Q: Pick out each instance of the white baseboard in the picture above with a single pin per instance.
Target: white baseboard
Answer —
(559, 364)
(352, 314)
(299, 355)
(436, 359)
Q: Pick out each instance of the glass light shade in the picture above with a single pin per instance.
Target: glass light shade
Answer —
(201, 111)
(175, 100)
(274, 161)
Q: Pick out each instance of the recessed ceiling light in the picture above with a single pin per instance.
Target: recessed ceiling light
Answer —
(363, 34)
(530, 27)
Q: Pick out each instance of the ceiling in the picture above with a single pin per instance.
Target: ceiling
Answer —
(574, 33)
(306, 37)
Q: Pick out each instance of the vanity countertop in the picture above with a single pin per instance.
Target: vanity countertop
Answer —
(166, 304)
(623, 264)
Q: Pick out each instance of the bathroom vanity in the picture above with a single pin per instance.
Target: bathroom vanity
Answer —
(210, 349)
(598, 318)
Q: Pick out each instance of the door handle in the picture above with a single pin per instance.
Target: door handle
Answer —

+ + + +

- **What the exercise asks**
The range runs from the line above containing "Target: recessed ceiling light" to the line containing "Q: Pick out each instance of the door", inclusive. Restate those lines word for word and no others.

- **Result for this task**
Target: recessed ceiling light
Answer —
(363, 34)
(530, 27)
Q: Pick out each instance of the ceiling in the picture above with a single pin per instance.
Target: ceiling
Answer —
(574, 33)
(306, 37)
Q: Pick out each instance of the vanity countertop in the picture above with a single pin per instance.
Target: vanity countertop
Answer —
(166, 304)
(623, 264)
Q: Pick out each instance of the bathroom vanity in the picture above with a single pin per instance.
Target: bathroom vanity
Answer —
(210, 349)
(598, 318)
Q: Pick out each instance of the door handle in the picture above with a single pin per instance.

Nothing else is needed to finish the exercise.